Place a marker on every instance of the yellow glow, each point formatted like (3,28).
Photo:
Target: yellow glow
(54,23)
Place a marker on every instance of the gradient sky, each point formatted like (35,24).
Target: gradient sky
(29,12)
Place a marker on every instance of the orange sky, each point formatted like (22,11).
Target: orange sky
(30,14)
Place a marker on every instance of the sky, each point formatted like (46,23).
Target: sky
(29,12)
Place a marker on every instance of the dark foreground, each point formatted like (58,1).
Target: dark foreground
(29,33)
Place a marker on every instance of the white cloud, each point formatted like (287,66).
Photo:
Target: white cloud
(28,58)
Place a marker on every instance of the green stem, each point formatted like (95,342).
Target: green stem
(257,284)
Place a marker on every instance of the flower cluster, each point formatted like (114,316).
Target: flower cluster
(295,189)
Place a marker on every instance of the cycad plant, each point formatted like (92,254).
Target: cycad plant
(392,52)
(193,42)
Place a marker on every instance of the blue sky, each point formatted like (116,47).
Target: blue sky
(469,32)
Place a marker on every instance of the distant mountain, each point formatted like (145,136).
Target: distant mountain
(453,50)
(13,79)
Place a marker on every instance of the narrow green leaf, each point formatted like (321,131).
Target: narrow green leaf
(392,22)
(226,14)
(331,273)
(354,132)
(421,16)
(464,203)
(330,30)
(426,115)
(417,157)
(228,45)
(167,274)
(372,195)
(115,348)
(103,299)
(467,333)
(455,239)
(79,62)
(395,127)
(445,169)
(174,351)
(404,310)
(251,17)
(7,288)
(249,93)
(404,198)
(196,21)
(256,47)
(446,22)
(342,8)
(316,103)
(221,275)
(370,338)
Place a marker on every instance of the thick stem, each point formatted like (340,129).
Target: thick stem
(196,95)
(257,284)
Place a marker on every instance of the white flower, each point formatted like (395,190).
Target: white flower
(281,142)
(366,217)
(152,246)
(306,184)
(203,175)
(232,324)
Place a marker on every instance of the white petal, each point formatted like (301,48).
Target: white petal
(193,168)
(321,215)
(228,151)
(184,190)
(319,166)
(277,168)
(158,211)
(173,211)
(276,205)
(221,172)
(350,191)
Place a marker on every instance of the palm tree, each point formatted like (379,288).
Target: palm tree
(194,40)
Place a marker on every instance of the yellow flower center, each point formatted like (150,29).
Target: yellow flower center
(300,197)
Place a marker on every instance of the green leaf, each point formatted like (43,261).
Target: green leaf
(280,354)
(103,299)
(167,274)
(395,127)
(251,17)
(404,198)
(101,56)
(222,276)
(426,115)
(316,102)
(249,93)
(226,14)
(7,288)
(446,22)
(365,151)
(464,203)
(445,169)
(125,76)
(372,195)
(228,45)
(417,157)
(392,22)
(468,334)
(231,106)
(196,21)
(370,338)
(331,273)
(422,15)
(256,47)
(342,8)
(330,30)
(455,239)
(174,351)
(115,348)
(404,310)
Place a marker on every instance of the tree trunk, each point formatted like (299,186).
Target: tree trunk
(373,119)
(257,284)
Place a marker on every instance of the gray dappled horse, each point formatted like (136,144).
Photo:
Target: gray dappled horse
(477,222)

==================================================

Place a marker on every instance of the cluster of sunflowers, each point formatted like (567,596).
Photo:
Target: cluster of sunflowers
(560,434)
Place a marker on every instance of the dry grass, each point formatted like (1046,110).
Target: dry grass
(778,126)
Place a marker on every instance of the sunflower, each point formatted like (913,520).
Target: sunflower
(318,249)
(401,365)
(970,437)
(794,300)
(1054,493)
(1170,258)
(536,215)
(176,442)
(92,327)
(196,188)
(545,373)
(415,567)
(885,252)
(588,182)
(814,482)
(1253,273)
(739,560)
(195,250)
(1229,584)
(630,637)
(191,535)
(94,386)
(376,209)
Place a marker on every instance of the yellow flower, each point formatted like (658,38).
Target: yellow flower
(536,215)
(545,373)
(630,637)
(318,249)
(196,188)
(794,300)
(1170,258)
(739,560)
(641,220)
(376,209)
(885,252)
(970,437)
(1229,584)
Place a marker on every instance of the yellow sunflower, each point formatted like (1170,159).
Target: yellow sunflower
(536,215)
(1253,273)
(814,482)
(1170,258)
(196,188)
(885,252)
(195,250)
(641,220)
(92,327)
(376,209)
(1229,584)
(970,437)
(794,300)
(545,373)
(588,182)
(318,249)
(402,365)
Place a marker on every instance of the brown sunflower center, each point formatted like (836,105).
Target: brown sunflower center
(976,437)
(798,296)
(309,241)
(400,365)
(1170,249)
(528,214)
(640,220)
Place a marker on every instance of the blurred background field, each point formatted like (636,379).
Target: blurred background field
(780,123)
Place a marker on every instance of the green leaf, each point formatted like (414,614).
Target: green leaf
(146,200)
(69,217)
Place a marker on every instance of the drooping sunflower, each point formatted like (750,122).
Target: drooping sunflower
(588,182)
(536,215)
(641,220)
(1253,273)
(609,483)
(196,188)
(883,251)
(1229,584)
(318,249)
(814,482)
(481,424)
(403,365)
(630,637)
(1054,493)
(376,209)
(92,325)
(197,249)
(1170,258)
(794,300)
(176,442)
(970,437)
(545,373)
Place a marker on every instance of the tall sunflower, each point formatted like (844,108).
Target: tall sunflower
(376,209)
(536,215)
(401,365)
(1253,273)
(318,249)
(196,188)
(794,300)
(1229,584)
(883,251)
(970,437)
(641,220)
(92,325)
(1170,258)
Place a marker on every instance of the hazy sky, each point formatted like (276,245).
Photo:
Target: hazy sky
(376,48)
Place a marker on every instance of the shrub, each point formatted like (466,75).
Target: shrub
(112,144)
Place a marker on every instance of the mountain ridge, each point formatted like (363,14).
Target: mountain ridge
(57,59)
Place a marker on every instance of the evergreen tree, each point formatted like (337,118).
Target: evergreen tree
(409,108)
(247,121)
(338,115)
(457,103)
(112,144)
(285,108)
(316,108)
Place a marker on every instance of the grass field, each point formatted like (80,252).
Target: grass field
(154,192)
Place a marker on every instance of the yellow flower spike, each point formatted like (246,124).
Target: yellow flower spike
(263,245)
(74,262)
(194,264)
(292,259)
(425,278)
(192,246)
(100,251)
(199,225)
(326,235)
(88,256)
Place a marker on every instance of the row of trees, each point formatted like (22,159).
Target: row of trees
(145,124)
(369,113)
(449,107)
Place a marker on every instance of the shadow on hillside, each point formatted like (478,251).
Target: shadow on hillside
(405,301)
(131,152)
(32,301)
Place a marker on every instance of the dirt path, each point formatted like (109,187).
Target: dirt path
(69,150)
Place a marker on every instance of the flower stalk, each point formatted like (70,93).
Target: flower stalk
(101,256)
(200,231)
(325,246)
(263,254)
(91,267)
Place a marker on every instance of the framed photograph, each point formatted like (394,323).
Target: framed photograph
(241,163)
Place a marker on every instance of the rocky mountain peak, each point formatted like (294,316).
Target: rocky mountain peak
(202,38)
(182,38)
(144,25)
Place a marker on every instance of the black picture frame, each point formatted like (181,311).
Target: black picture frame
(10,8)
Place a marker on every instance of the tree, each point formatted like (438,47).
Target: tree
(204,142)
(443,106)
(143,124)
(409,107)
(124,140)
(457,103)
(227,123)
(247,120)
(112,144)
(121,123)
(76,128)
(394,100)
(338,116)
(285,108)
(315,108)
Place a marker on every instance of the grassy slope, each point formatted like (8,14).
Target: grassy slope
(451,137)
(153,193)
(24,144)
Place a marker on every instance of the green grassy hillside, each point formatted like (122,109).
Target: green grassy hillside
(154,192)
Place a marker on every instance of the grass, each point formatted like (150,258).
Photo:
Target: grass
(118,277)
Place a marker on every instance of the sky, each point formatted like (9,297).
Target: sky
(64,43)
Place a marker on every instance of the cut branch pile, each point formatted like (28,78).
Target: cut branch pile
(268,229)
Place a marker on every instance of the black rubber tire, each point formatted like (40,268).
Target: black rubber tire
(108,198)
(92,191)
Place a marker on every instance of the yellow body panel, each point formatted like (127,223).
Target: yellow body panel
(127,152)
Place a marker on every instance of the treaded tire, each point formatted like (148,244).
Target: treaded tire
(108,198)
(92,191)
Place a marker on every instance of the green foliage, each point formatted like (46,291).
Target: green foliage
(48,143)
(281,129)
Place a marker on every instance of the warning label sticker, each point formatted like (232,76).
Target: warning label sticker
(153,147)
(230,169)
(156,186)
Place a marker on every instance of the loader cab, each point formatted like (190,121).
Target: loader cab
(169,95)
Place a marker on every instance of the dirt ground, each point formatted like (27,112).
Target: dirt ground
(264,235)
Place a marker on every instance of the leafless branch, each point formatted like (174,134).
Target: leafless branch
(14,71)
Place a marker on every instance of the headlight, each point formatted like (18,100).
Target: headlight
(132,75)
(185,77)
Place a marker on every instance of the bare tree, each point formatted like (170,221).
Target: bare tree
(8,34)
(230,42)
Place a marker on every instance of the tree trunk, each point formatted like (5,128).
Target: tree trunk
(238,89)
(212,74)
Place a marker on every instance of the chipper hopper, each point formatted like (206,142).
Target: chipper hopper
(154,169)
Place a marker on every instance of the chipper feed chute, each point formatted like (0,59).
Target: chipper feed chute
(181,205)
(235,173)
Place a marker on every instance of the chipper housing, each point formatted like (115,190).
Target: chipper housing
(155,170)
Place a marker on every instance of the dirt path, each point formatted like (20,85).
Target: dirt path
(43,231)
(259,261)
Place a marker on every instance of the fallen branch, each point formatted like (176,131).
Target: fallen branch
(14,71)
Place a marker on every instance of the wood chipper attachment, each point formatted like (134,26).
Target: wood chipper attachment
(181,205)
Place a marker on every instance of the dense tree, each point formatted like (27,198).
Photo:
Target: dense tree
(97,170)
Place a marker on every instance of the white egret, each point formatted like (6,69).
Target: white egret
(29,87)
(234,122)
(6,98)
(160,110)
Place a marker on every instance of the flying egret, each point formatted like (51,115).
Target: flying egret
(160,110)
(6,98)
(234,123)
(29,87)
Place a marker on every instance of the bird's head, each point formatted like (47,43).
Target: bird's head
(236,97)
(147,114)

==================================================

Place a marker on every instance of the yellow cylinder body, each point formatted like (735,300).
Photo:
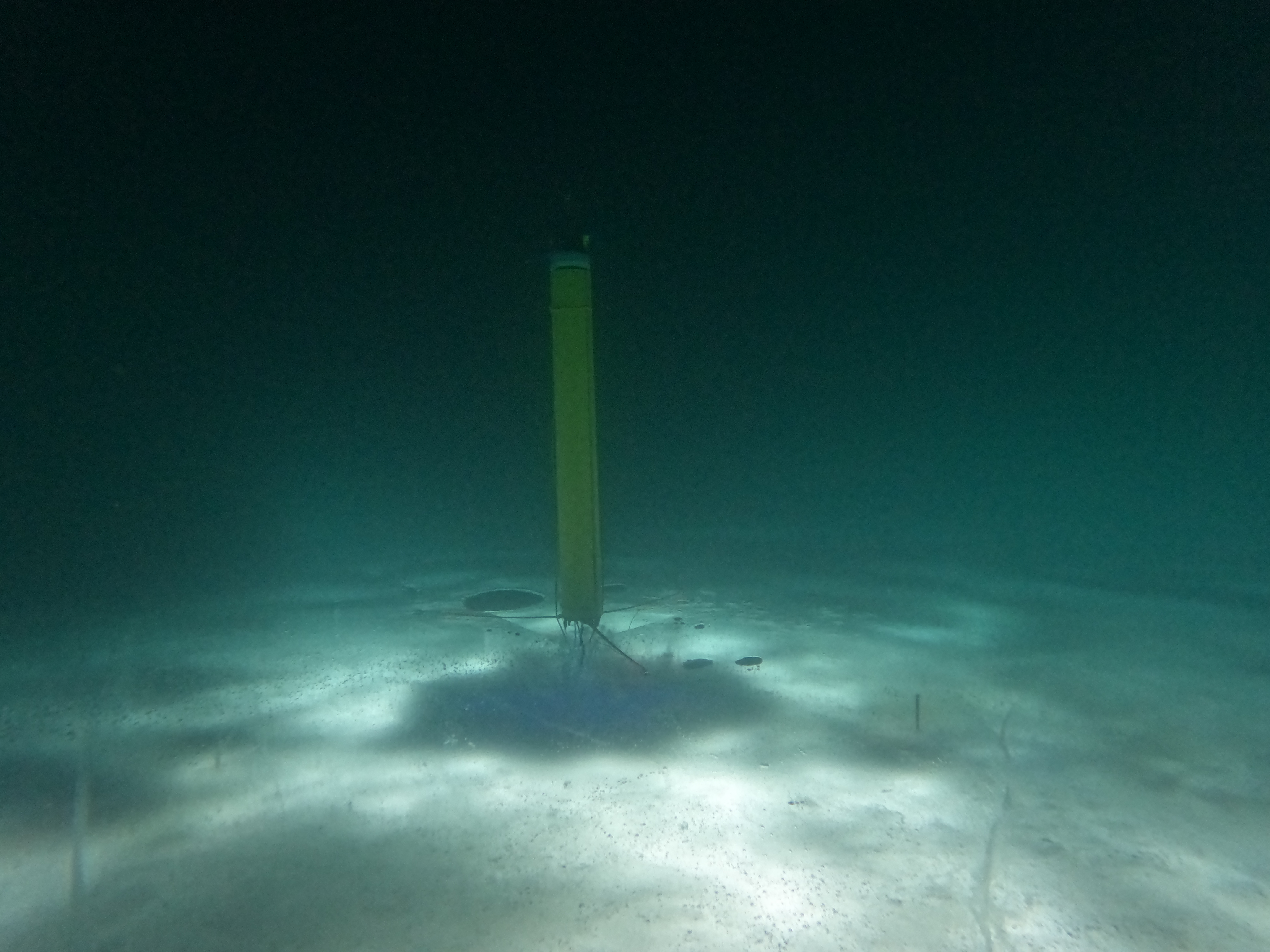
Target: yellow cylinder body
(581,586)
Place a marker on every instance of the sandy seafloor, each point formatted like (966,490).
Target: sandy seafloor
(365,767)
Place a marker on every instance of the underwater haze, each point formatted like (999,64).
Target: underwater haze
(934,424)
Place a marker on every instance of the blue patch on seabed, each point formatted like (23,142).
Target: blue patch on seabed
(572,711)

==================================================

Exercise requirements » Set down only the lines above that fall between the line holding "Target: yellow body panel" and the line holding "Place a marker on every instance of the white egret, each", inclusive, keeping each exact.

Output of the exercise »
Target: yellow body panel
(127,152)
Place a marker on every instance of the treaded tire, each point formatted like (148,244).
Target: treaded tire
(108,198)
(92,191)
Place a marker on every instance of the green foliage, each point formatted like (46,291).
Target: green foliage
(48,143)
(281,129)
Place a marker on every instance of the warning label sticker, each point formatted like (232,76).
Target: warning label sticker
(153,147)
(230,169)
(156,186)
Place a marker on every instance of the loader cab, each point formatted like (190,121).
Target: loader cab
(169,95)
Place a marker on every instance of the dirt ground, each point formatted like (27,112).
Target: dirt ground
(264,235)
Place a marker on every instance of the leafless branch, each point formatted like (174,134).
Target: leafless branch
(14,71)
Place a marker on every instance of the headlight, each point formatted like (18,100).
Target: headlight
(132,75)
(185,77)
Place a marker on every instance of the bare tree, each point formatted like (170,221).
Target: bare tree
(8,34)
(230,42)
Place a marker on every instance of the tree trunk, each point formatted like (5,128).
Target: tree trunk
(238,89)
(212,74)
Place a marker on every instance of the chipper hopper, each point formatted like (206,142).
Target: chipper hopper
(154,169)
Place a marker on every instance of the chipper feed chute, each point formatted like (0,59).
Target: chipper feed chute
(181,205)
(235,173)
Place a marker on every instance of the chipper housing, each point formatted like (115,190).
Target: chipper housing
(155,170)
Place a marker on every instance of the dirt path, each point formatted like (20,85).
Target: dirt path
(43,231)
(259,261)
Place a marker on every instance of the fallen branch, each point formatted like (176,131).
Target: fallen branch
(14,71)
Place a marker on every instance of the wood chipper attachment, each point formatted like (134,26).
Target: wood chipper attachment
(181,205)
Place a marker on every instance of the dense tree, each point formatted like (27,198).
Photo:
Target: dense tree
(97,170)
Place a marker on every instance of the white egret, each point formatted like (6,69).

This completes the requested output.